In the data below, find each line containing the string "nose" and return it.

Region pointing data:
......

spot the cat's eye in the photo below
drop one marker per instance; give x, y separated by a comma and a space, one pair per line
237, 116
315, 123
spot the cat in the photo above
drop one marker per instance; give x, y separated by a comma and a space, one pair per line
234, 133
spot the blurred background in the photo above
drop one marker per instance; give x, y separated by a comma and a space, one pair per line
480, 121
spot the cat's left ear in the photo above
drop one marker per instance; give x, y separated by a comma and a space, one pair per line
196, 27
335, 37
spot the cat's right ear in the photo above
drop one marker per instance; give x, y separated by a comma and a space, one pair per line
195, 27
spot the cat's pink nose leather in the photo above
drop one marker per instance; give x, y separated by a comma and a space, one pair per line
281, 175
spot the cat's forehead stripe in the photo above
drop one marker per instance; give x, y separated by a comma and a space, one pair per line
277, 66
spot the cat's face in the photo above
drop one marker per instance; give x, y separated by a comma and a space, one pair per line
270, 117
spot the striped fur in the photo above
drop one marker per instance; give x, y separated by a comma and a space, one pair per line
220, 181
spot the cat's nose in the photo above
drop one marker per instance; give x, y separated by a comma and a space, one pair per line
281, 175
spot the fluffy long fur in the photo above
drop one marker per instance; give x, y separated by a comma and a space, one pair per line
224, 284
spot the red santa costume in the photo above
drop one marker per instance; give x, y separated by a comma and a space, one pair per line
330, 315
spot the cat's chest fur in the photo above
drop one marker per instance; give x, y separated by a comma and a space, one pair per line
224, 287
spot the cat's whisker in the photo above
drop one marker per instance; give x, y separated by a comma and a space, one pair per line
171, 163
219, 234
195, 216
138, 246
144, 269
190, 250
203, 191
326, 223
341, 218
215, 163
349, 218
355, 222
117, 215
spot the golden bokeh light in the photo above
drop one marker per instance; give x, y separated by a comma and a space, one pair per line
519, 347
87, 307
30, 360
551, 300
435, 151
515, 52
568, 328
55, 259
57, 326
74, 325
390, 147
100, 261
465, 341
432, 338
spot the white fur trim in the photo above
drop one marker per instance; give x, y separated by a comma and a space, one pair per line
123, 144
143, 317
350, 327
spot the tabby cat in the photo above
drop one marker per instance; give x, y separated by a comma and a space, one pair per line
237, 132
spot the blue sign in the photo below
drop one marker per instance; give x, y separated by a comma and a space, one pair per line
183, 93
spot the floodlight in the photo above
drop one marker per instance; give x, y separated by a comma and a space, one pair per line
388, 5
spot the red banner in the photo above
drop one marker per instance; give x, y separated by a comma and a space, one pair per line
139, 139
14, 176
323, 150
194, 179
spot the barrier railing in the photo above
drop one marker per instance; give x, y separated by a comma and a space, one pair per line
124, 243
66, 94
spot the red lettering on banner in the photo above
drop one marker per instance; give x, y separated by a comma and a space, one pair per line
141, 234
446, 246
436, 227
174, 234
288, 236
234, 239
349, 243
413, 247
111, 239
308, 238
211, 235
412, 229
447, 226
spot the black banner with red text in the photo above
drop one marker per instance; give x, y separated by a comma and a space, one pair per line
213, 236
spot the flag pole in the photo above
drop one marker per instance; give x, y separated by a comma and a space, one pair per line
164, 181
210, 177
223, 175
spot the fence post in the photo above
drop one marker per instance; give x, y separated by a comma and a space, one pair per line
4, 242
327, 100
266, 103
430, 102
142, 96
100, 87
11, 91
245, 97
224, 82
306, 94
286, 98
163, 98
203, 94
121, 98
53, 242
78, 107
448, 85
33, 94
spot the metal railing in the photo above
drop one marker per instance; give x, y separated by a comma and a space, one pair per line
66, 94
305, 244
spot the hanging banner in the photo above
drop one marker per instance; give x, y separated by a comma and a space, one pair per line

......

■ **Reply to the exercise**
spot the cat's pink nose leather in the photo above
spot the cat's nose in the photo above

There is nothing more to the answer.